■ What is being asked
Count the lines in the records that hold the string "below". Only the number should be given.

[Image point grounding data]
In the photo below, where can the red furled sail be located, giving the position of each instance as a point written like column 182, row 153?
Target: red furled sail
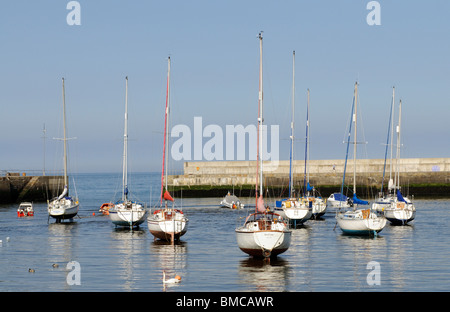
column 167, row 196
column 260, row 204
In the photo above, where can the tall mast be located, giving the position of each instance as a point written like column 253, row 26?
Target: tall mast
column 166, row 119
column 397, row 176
column 259, row 165
column 291, row 180
column 44, row 137
column 355, row 115
column 125, row 146
column 66, row 183
column 306, row 179
column 392, row 131
column 388, row 142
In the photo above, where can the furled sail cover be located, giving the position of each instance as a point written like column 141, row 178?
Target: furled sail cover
column 260, row 204
column 340, row 197
column 167, row 196
column 400, row 197
column 358, row 201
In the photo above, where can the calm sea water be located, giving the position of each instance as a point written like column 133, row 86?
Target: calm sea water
column 320, row 258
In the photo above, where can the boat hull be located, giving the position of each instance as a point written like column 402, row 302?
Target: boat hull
column 353, row 223
column 133, row 215
column 263, row 244
column 400, row 216
column 63, row 209
column 294, row 214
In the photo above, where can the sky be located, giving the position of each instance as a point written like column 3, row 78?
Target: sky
column 214, row 53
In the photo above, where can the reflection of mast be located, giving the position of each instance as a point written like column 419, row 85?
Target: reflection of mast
column 44, row 137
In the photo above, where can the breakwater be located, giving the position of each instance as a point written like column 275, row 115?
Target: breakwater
column 422, row 177
column 16, row 187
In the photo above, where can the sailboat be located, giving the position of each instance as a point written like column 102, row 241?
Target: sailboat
column 398, row 209
column 357, row 221
column 264, row 232
column 126, row 212
column 384, row 200
column 64, row 207
column 231, row 201
column 316, row 203
column 296, row 211
column 167, row 223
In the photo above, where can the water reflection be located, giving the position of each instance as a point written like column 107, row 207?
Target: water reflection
column 263, row 275
column 400, row 249
column 171, row 259
column 128, row 245
column 356, row 252
column 61, row 250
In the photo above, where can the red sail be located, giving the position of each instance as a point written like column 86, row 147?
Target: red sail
column 167, row 196
column 260, row 206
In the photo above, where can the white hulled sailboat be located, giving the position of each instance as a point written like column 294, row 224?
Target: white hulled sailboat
column 167, row 223
column 398, row 209
column 316, row 203
column 64, row 207
column 264, row 233
column 292, row 208
column 126, row 212
column 357, row 221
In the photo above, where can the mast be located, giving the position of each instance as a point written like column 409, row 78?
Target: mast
column 44, row 137
column 388, row 142
column 348, row 144
column 166, row 119
column 291, row 180
column 260, row 123
column 306, row 179
column 397, row 175
column 125, row 147
column 392, row 133
column 354, row 146
column 66, row 183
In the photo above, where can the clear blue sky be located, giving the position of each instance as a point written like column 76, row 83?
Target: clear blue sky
column 215, row 57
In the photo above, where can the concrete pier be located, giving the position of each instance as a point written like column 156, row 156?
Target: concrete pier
column 214, row 177
column 16, row 187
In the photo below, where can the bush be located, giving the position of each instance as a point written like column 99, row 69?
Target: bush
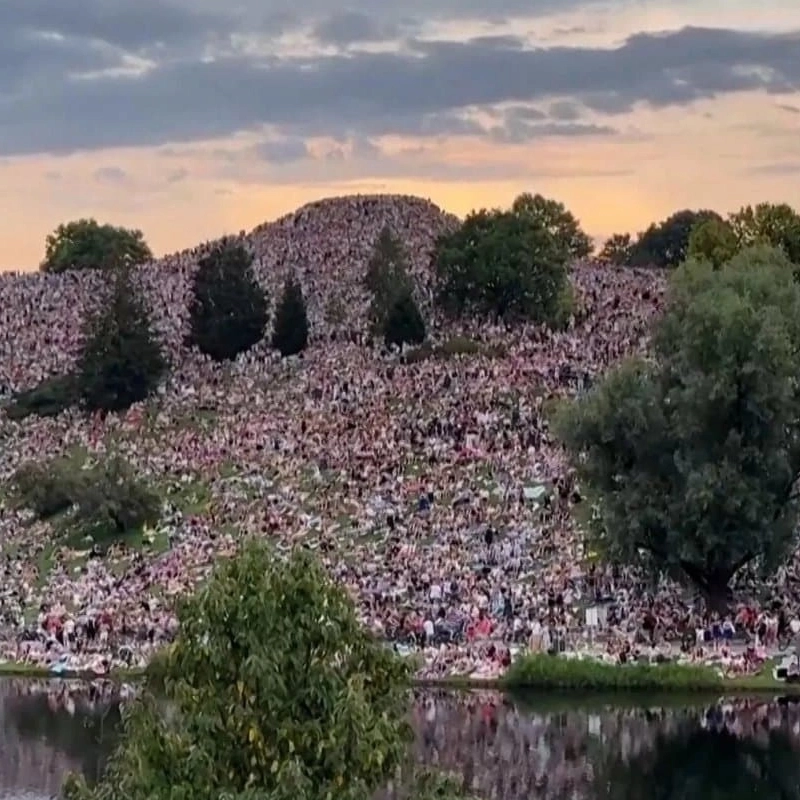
column 111, row 502
column 228, row 313
column 49, row 399
column 46, row 489
column 541, row 671
column 121, row 362
column 103, row 502
column 290, row 334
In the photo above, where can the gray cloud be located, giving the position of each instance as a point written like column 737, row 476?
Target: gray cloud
column 777, row 168
column 128, row 25
column 350, row 27
column 283, row 151
column 113, row 175
column 425, row 90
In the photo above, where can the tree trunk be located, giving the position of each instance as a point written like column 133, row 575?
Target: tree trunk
column 718, row 597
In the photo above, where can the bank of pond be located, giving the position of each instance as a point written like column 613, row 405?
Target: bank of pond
column 546, row 672
column 521, row 744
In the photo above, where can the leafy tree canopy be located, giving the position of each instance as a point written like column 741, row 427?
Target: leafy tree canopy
column 121, row 362
column 694, row 455
column 404, row 323
column 666, row 244
column 713, row 240
column 557, row 220
column 502, row 264
column 290, row 333
column 86, row 244
column 766, row 223
column 276, row 691
column 228, row 312
column 617, row 250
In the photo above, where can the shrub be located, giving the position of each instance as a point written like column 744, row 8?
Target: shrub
column 49, row 399
column 111, row 502
column 46, row 489
column 541, row 671
column 103, row 502
column 228, row 313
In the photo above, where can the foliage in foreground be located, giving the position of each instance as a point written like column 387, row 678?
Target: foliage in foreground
column 290, row 331
column 542, row 671
column 121, row 362
column 276, row 690
column 86, row 244
column 228, row 312
column 102, row 502
column 694, row 456
column 503, row 265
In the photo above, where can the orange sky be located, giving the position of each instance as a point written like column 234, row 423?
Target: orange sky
column 721, row 153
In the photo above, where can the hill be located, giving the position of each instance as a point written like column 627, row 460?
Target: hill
column 394, row 472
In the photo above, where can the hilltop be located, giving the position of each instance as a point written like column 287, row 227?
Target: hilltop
column 391, row 471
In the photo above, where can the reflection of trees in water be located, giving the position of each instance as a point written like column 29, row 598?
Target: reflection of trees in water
column 86, row 737
column 697, row 764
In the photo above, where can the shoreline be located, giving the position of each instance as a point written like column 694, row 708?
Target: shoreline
column 750, row 684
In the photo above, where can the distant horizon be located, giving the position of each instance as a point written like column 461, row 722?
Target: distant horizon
column 189, row 120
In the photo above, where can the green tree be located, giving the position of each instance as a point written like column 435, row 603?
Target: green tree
column 228, row 312
column 713, row 240
column 121, row 362
column 557, row 220
column 693, row 456
column 85, row 244
column 290, row 333
column 777, row 225
column 404, row 323
column 275, row 690
column 502, row 264
column 616, row 251
column 666, row 244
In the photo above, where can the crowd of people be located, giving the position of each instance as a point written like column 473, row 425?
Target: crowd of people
column 433, row 490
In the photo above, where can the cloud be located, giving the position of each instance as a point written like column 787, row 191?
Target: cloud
column 427, row 87
column 113, row 175
column 780, row 168
column 283, row 151
column 350, row 27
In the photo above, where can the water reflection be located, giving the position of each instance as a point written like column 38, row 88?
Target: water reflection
column 553, row 748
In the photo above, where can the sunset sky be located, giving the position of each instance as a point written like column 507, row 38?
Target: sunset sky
column 192, row 118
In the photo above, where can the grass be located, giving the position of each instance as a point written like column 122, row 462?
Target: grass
column 538, row 671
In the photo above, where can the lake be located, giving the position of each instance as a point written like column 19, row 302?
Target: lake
column 527, row 746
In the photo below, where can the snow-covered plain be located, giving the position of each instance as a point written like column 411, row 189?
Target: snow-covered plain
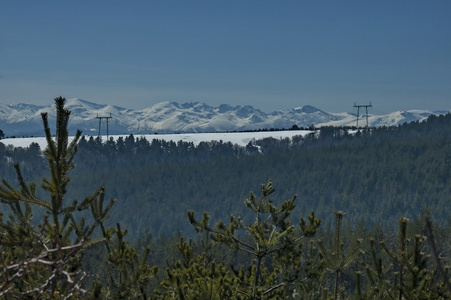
column 239, row 138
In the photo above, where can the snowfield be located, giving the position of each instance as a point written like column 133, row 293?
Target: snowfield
column 238, row 138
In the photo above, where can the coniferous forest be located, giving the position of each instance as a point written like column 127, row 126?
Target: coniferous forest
column 338, row 214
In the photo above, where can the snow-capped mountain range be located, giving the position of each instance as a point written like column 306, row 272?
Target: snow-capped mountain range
column 170, row 117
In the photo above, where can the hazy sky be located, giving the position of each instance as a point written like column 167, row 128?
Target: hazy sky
column 269, row 54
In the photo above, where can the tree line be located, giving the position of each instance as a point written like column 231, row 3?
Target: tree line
column 73, row 247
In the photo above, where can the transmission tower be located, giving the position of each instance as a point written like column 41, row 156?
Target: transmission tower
column 100, row 122
column 358, row 112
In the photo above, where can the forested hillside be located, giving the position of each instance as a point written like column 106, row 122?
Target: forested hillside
column 376, row 175
column 71, row 248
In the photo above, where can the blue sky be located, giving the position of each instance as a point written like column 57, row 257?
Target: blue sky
column 269, row 54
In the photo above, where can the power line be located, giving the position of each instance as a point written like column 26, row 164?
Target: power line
column 100, row 122
column 358, row 112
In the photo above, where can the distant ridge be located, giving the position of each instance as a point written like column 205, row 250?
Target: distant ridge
column 169, row 117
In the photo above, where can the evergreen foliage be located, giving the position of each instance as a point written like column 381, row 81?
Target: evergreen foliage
column 52, row 247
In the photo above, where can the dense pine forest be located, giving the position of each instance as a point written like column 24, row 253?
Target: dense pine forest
column 338, row 214
column 375, row 175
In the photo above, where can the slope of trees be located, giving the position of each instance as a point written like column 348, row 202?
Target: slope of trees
column 375, row 175
column 71, row 253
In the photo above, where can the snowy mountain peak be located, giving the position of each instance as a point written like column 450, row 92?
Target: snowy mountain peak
column 165, row 117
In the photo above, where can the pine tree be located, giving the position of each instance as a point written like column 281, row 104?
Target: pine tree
column 271, row 238
column 44, row 260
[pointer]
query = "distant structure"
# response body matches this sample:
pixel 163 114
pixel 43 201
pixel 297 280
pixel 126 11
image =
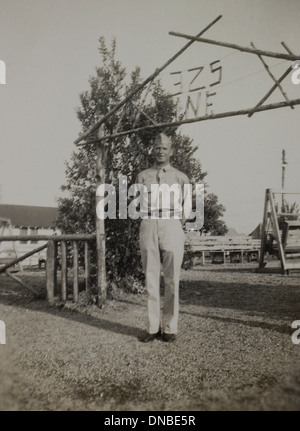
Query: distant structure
pixel 26 220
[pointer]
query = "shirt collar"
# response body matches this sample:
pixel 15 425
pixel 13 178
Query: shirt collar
pixel 164 168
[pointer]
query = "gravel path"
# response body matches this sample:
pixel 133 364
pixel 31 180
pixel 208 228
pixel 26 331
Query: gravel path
pixel 234 350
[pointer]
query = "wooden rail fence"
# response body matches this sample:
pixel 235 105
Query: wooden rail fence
pixel 54 243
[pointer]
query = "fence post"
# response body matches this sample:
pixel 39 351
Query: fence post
pixel 75 271
pixel 100 228
pixel 51 271
pixel 64 271
pixel 87 270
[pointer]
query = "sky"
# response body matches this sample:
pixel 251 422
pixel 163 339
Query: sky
pixel 50 51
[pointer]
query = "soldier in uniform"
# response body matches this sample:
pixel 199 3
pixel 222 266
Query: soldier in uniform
pixel 162 239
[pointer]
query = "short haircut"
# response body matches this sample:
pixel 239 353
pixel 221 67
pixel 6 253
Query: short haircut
pixel 163 138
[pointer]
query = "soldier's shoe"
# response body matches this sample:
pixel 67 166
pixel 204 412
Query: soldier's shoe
pixel 169 338
pixel 146 337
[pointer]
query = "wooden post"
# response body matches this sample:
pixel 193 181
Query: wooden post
pixel 87 270
pixel 64 271
pixel 263 230
pixel 100 227
pixel 75 271
pixel 51 271
pixel 203 258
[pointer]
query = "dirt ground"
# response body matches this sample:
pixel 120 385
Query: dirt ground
pixel 234 350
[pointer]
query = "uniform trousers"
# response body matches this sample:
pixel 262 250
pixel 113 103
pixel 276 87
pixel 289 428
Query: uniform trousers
pixel 162 246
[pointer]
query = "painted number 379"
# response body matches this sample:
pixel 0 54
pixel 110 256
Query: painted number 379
pixel 296 73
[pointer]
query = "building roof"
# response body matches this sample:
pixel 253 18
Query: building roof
pixel 29 216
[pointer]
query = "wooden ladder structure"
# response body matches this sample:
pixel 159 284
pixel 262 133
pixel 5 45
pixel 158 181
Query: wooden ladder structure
pixel 286 240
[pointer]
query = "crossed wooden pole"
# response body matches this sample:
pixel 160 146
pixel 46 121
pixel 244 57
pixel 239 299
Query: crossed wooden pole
pixel 85 138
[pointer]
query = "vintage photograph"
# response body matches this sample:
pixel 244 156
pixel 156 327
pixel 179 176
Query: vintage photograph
pixel 149 208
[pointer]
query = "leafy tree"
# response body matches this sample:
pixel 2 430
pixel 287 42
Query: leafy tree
pixel 126 156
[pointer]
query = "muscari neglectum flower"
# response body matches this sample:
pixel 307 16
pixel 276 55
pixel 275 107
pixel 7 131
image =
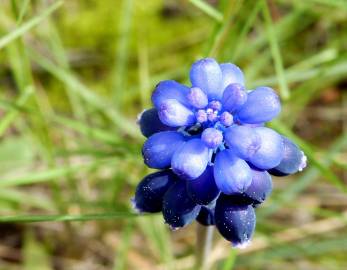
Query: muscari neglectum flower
pixel 213 151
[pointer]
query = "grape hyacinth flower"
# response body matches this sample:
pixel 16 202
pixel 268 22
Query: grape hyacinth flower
pixel 214 154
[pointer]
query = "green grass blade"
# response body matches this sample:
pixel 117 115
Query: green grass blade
pixel 104 106
pixel 8 119
pixel 208 9
pixel 121 256
pixel 229 263
pixel 276 54
pixel 23 9
pixel 61 218
pixel 310 153
pixel 48 175
pixel 25 27
pixel 122 51
pixel 89 131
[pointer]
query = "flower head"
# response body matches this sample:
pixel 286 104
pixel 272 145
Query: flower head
pixel 211 135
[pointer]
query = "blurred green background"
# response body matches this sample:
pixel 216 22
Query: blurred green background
pixel 75 74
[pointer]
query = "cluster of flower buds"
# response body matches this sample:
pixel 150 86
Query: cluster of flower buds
pixel 214 155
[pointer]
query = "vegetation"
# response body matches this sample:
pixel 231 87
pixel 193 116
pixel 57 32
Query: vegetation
pixel 75 74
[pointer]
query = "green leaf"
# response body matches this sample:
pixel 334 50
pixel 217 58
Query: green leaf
pixel 208 9
pixel 61 218
pixel 275 51
pixel 25 27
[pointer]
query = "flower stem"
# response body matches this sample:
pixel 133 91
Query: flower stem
pixel 204 236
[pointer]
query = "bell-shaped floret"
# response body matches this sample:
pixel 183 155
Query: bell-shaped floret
pixel 232 174
pixel 293 160
pixel 243 140
pixel 178 208
pixel 206 215
pixel 170 90
pixel 235 219
pixel 159 148
pixel 190 159
pixel 150 123
pixel 150 191
pixel 234 96
pixel 226 119
pixel 260 187
pixel 231 74
pixel 203 190
pixel 271 151
pixel 172 113
pixel 262 105
pixel 212 137
pixel 207 75
pixel 197 98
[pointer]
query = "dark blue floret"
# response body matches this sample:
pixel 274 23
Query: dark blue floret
pixel 235 219
pixel 293 160
pixel 203 190
pixel 150 191
pixel 212 136
pixel 260 187
pixel 206 216
pixel 178 208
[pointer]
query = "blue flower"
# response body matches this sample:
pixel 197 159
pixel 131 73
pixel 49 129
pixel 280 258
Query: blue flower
pixel 211 135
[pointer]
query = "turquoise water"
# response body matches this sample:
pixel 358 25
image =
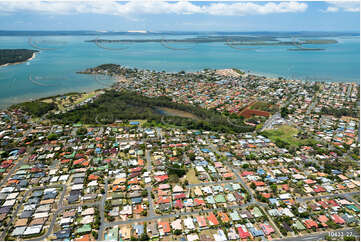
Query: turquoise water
pixel 53 71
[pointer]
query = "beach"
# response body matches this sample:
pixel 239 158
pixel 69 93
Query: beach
pixel 20 62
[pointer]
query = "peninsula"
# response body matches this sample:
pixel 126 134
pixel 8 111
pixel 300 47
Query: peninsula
pixel 16 56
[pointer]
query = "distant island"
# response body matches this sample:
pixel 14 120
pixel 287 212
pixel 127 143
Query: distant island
pixel 15 56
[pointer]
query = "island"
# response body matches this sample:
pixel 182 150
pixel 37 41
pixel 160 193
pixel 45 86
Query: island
pixel 15 56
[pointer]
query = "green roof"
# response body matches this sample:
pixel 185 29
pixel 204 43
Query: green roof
pixel 112 234
pixel 299 225
pixel 24 167
pixel 257 212
pixel 353 207
pixel 70 156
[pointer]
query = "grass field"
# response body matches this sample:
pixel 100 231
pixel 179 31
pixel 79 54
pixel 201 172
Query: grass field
pixel 191 177
pixel 285 134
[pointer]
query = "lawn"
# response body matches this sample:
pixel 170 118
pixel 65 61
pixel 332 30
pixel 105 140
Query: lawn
pixel 191 177
pixel 285 136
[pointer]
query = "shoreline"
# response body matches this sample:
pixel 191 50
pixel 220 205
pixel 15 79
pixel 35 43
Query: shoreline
pixel 121 79
pixel 20 62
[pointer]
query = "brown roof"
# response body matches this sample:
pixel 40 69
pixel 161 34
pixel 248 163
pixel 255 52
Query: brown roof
pixel 21 222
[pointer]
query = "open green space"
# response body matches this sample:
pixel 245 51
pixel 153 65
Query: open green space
pixel 113 105
pixel 286 136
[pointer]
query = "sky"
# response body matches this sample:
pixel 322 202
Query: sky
pixel 156 15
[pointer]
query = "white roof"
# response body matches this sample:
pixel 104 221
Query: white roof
pixel 9 202
pixel 41 215
pixel 33 230
pixel 77 187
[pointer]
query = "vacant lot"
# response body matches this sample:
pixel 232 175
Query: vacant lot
pixel 175 112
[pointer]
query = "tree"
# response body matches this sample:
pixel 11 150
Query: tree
pixel 253 186
pixel 284 112
pixel 144 237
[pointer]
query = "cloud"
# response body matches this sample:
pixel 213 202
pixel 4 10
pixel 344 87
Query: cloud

■ Worked solution
3